**Text excerpt:**
******************************

Integration Tests (tests/integration/test_middleware_chain.py)

  • Full pipeline tests exercising middleware through the Executor.call() path.

Contract: Middleware.before

Inputs

  • module_id (str/string/&str, required) — ID of the module about to execute
  • inputs (dict/object/Value, required) — module inputs (may be modified and returned)
  • context (Context, required) — current execution context

Errors

  • Any error raised by the middleware propagates and aborts the execution pipeline (downstream middlewares' before hooks are skipped; on_error hooks of already-executed middlewares are invoked)

Returns

  • On success: dict/Record<string, unknown>/Value or None/null/() — modified inputs (or None to pass inputs unchanged)

Properties

  • async: language-dependent (Python allows sync or async; TypeScript and Rust MUST be async)
  • thread_safe: true (called under executor lock on shared mutable state)
  • pure: false (may mutate context or inputs)

Contract: Middleware.after

Errors

  • Any error raised by the middleware: behavior is SDK-defined. Python and Rust propagate the first error immediately; TypeScript catches per-hook and rethrows the first error after all hooks have run. See PROTOCOL_SPEC.md §Middleware for the normative MUST once aligned.

Inputs

  • module_id (str/string/&str, required)
  • inputs (dict/object/Value, required)
  • output (dict/object/Value, required) — module output
  • context (Context, required)

Returns

  • On success: dict/Record<string, unknown>/Value or None/null/() — modified output (or None to pass unchanged)

Properties

  • async: language-dependent
  • thread_safe: true

Contract: Middleware.on_error

Inputs

  • module_id (str/string/&str, required)
  • inputs (dict/object/Value, required)
  • error (ModuleError, required) — the error that terminated execution
  • context (Context, required)

Errors

  • No errors raised (on_error MUST NOT raise)

Returns

  • On success with recovery: dict/Record<string, unknown>/Value — replacement output; Python and TypeScript return immediately on first recovery value; Rust continues calling all hooks but keeps first recovery. See note under Middleware.after.

******************************

**Set exercise A:** Output the stretch of the middleware contract text from "Contract: Middleware.after" through "MUST once aligned.".
The middleware contract text and the rows have nothing to do with each other.

**Material:**
******************************

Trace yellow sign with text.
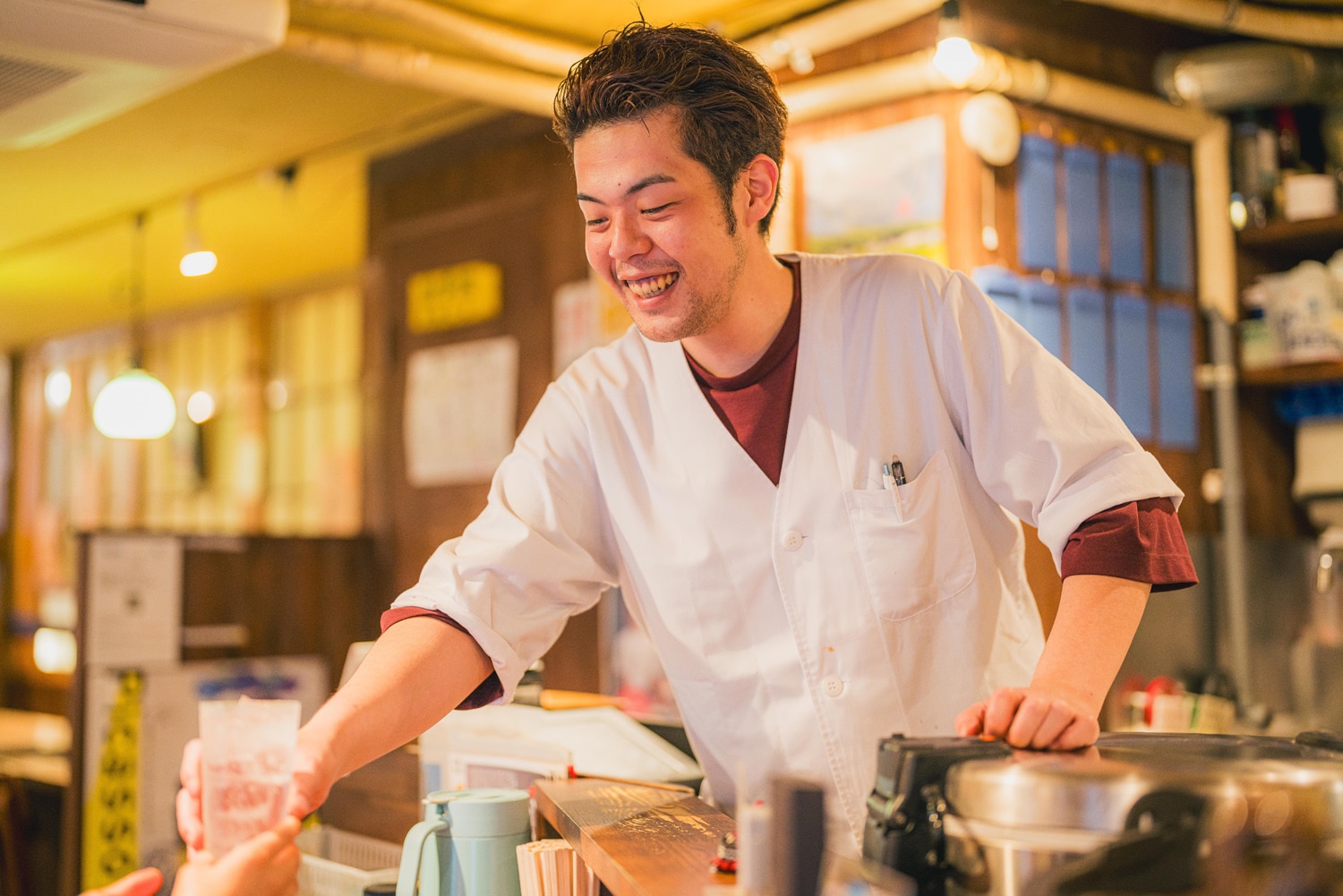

******************************

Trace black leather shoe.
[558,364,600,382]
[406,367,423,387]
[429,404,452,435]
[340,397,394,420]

******************************

**Set exercise B:** Pick out every line of the rows that contains the string "Trace". Letter case matters.

**Written answer A:**
Contract: Middleware.after

Errors

  • Any error raised by the middleware: behavior is SDK-defined. Python and Rust propagate the first error immediately; TypeScript catches per-hook and rethrows the first error after all hooks have run. See PROTOCOL_SPEC.md §Middleware for the normative MUST once aligned.

**Written answer B:**
Trace yellow sign with text.
Trace black leather shoe.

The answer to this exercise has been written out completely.